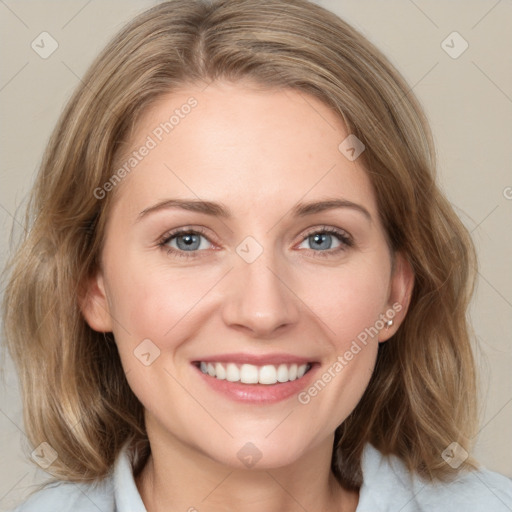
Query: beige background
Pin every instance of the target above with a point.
(468, 101)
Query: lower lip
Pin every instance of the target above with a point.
(258, 393)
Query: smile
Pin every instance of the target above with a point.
(254, 374)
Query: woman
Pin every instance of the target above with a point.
(242, 286)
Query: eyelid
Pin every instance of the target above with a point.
(345, 239)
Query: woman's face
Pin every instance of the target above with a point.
(266, 283)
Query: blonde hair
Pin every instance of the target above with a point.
(422, 395)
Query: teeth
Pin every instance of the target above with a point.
(252, 374)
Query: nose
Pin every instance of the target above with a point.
(259, 299)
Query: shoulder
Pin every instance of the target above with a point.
(117, 492)
(64, 496)
(388, 485)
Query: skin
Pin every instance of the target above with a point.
(259, 152)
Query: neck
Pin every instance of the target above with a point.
(178, 477)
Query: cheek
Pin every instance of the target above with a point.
(348, 301)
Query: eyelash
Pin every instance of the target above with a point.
(344, 238)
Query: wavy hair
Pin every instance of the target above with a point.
(422, 395)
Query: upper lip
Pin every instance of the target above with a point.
(255, 359)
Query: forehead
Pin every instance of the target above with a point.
(243, 145)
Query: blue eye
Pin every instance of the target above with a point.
(323, 239)
(187, 243)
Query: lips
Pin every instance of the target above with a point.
(254, 378)
(254, 374)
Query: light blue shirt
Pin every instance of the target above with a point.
(387, 487)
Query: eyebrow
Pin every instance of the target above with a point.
(220, 210)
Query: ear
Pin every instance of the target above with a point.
(401, 286)
(94, 304)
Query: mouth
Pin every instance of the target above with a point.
(256, 379)
(267, 374)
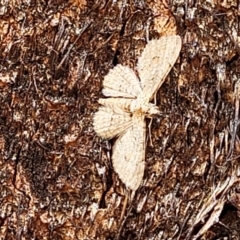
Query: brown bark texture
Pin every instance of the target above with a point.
(56, 175)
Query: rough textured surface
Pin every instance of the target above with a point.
(56, 177)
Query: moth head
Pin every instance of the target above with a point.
(152, 110)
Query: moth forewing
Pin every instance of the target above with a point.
(129, 153)
(124, 113)
(157, 59)
(121, 81)
(109, 123)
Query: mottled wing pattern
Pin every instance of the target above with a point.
(121, 81)
(129, 153)
(109, 123)
(157, 59)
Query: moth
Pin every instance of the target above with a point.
(123, 114)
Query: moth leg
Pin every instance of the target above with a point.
(150, 124)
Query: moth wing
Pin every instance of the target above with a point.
(121, 81)
(156, 61)
(128, 156)
(109, 123)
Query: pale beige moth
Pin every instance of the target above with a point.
(123, 114)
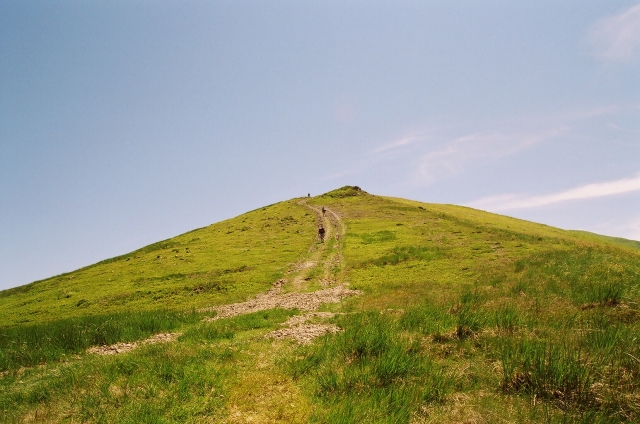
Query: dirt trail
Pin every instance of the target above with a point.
(328, 256)
(325, 254)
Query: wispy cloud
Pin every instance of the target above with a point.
(404, 141)
(616, 38)
(474, 149)
(589, 191)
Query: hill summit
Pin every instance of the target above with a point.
(405, 312)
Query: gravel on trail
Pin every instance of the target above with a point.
(126, 347)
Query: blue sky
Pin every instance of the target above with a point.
(124, 123)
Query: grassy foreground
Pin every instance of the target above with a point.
(465, 316)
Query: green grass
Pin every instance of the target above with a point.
(223, 263)
(34, 344)
(465, 316)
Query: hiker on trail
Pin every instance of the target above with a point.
(321, 233)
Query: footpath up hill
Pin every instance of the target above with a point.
(409, 312)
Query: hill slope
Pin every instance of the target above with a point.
(429, 313)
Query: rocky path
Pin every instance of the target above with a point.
(325, 255)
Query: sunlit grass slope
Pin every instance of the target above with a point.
(465, 316)
(222, 263)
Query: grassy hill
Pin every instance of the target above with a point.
(462, 316)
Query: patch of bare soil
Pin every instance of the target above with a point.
(274, 298)
(297, 328)
(126, 347)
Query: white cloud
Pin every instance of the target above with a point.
(589, 191)
(616, 38)
(404, 141)
(470, 150)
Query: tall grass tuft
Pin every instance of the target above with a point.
(369, 373)
(30, 345)
(546, 371)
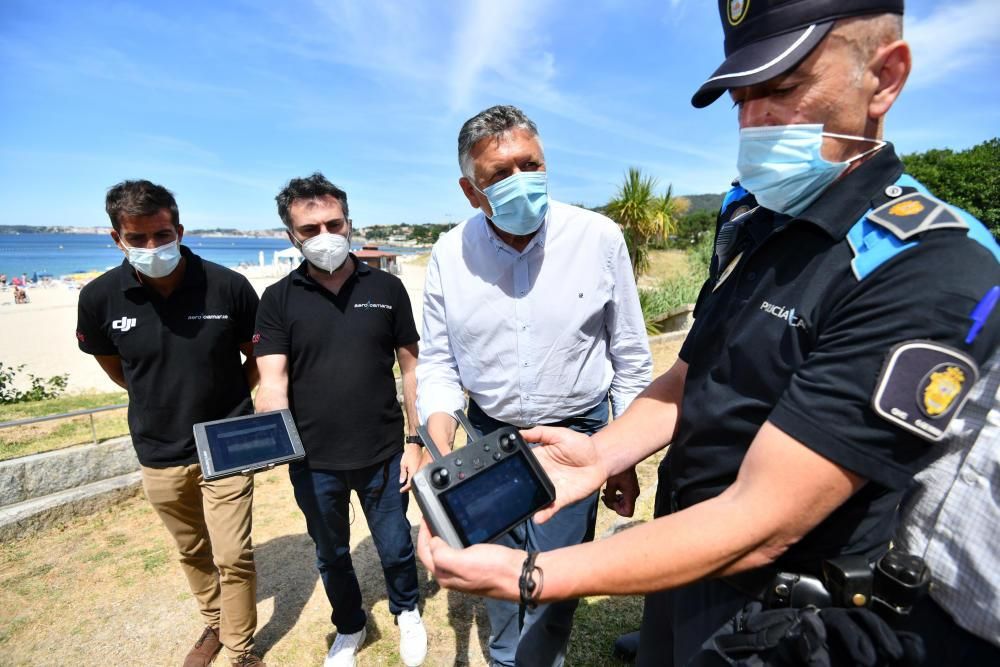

◆ **EXERCISE DESCRIPTION**: Omit the pictures, and quote the material above exactly as given.

◆ **ANSWER FOR THIS EXERCISE**:
Query: beige background
Pin every instance of the target above with a point.
(468, 101)
Query: lower lip
Pin every instance of the target above with a point.
(258, 393)
Query: smile
Pin every instance of the target above with a point.
(254, 374)
Query: woman
Pin every instance of the target above with a point.
(242, 286)
Query: eyelid
Pin every instance of the target above with a point.
(345, 239)
Query: woman's face
Pin every instance of the target above with a point.
(266, 283)
Query: blonde hair
Pin every instance of the target above with a point.
(422, 395)
Query: teeth
Pin every instance of the target above with a point.
(252, 374)
Query: nose
Pin every instance of the target above with a point.
(259, 299)
Query: shoulder
Pin every instance of the target above with a point.
(117, 492)
(64, 496)
(388, 485)
Query: skin
Pin every instance of the target above with a point.
(259, 152)
Query: neck
Pin every instance of the target above with a point.
(178, 477)
Query: cheek
Pin every instance of the target above with a point.
(348, 301)
Query: eyelash
Pin every instance of the target above with a point.
(344, 238)
Query: wavy hair
Pin every instance of the target above with a point.
(422, 395)
Query: upper lip
Pin every instance of the target above with a point.
(255, 359)
Query: forehead
Pin every instance of the target above with a point.
(243, 145)
Query: blue eye
Pin every instance of the target above with a point.
(323, 239)
(187, 243)
Query: lips
Pin every instance of the target above with a point.
(254, 378)
(254, 374)
Query: light blue shirt
Pin every instance of the target above with a point.
(387, 487)
Query: eyebrow
Pin every instance of the target above with a point.
(220, 210)
Query: ear
Pin every instance of the target above with a point.
(401, 286)
(94, 304)
Query: mouth
Pin every instance of the target above with a point.
(256, 379)
(267, 374)
Query: brown bark texture
Pin every instance of the target above with a point.
(56, 175)
Query: rough textured surface
Pin every instance of the target above with a point.
(56, 177)
Query: moth head
Pin every instance of the target above with a point.
(152, 110)
Query: moth forewing
Pin every instance of the target above with a point.
(129, 153)
(124, 113)
(157, 59)
(121, 81)
(109, 123)
Query: mottled wing pattern
Pin every instance of the target above with a point.
(121, 81)
(129, 153)
(109, 123)
(157, 59)
Query: moth
Pin every instance of the target above with a point.
(123, 114)
Query: moth leg
Pin every instance of the target above with a point.
(150, 124)
Query: moth wing
Pin every instance of the target above with a point.
(121, 81)
(156, 61)
(128, 156)
(109, 123)
Query: pale beige moth
Pin every instance of the target above with a point.
(123, 114)
Query: dirt trail
Pin every instance of the target above with a point.
(328, 256)
(325, 254)
Query: wispy cloud
Pin every instance of the target above with a point.
(404, 141)
(616, 38)
(474, 149)
(589, 191)
Query: hill summit
Pin every instance of the target above with a point.
(405, 312)
Query: gravel on trail
Pin every instance of the target above with a point.
(126, 347)
Query: blue sky
Pin every instance of the target above with a point.
(124, 123)
Query: grassy foreground
Pin every instance of the target above with a point.
(465, 316)
Query: green grass
Pin every instance of the target above with a point.
(223, 263)
(34, 344)
(465, 316)
Query: hiker on trail
Pin every instance of the target above with a point.
(321, 233)
Query: footpath up hill
Pin every instance of the target above with a point.
(409, 312)
Query: hill slope
Pin every instance of the target above with a point.
(429, 313)
Query: rocky path
Pin every instance of the target above with a point.
(325, 255)
Query: sunlit grass slope
Pin every instance of the target above with a point.
(465, 316)
(222, 263)
Query: grassy hill
Pin every instance of the target above with a point.
(462, 316)
Query: patch of bare soil
Pin every instance of the target above with a point.
(274, 298)
(297, 328)
(126, 347)
Query: white cloud
Pin every instance of the target above with a point.
(589, 191)
(616, 38)
(404, 141)
(470, 150)
Query: tall grass tuft
Pin every instance of the target above with a point.
(369, 373)
(30, 345)
(546, 371)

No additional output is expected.